### ZIEL DER ÜBUNG
Gib den folgenden Text über Maria Gliems Flucht vollständig und ohne jede Änderung aus.

### AUSGANGSTEXT
Maria Gliem aus Frauenwaldau, dem heutigen Bukowice in Polen, hat einen Teil ihrer Kindheit als Vertriebene verbracht. Ihre Flucht führte sie nach Hessen, wo vor 70 Jahren die ersten Heimatvertriebenen ankamen. In ihrer heutigen Heimat trägt Gliem dazu bei, dass ihre Erinnerungen an die Zeit in Polen und die Flucht nicht in Vergessenheit geraten. Aus diesem Grund hat sie ihre Geschichte aufgeschrieben. Die DAZ veröffentlicht mit ihrer Erlaubnis Auszüge aus ihrer Niederschrift.
Am 25. Juni 1945 hatten wir und Frenzels das Gepäck schon aufgeladen, da fing es an zu regnen. Also blieben wir noch einen Tag länger dort. In der Nacht darauf kamen Zigeuner in das Dorf, ausgerechnet in unserem Garten ließen sie sich nieder. Mitten in der Nacht hörten wir einen lauten Knall und eine Frau schrie jämmerlich. Sie war auf eine Miene getreten und hat dabei ein Bein verloren. Wir hatten drei Wochen in diesem Garten gespielt. So hatten wir wie so oft einen Schutzengel gehabt, auch in Anbetracht dessen, dass den Frauen nichts geschehen war, zumal die Kommandantur ganz in der Nähe war. Am 26. Juni 1945 wollten wir nach Osten. Drei Kilometer hatten wir schon geschafft, da kam uns ein riesiger Flüchtlingstreck entgegen. Die Polen jagten alle Deutschen, die noch in der Heimat waren oder zurückgekehrt waren, wieder in Richtung Westen.

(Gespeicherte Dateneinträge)
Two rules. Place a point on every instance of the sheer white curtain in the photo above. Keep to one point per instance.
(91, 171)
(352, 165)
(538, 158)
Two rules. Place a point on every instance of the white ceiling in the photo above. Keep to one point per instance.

### LÖSUNG DER ÜBUNG
Maria Gliem aus Frauenwaldau, dem heutigen Bukowice in Polen, hat einen Teil ihrer Kindheit als Vertriebene verbracht. Ihre Flucht führte sie nach Hessen, wo vor 70 Jahren die ersten Heimatvertriebenen ankamen. In ihrer heutigen Heimat trägt Gliem dazu bei, dass ihre Erinnerungen an die Zeit in Polen und die Flucht nicht in Vergessenheit geraten. Aus diesem Grund hat sie ihre Geschichte aufgeschrieben. Die DAZ veröffentlicht mit ihrer Erlaubnis Auszüge aus ihrer Niederschrift.
Am 25. Juni 1945 hatten wir und Frenzels das Gepäck schon aufgeladen, da fing es an zu regnen. Also blieben wir noch einen Tag länger dort. In der Nacht darauf kamen Zigeuner in das Dorf, ausgerechnet in unserem Garten ließen sie sich nieder. Mitten in der Nacht hörten wir einen lauten Knall und eine Frau schrie jämmerlich. Sie war auf eine Miene getreten und hat dabei ein Bein verloren. Wir hatten drei Wochen in diesem Garten gespielt. So hatten wir wie so oft einen Schutzengel gehabt, auch in Anbetracht dessen, dass den Frauen nichts geschehen war, zumal die Kommandantur ganz in der Nähe war. Am 26. Juni 1945 wollten wir nach Osten. Drei Kilometer hatten wir schon geschafft, da kam uns ein riesiger Flüchtlingstreck entgegen. Die Polen jagten alle Deutschen, die noch in der Heimat waren oder zurückgekehrt waren, wieder in Richtung Westen.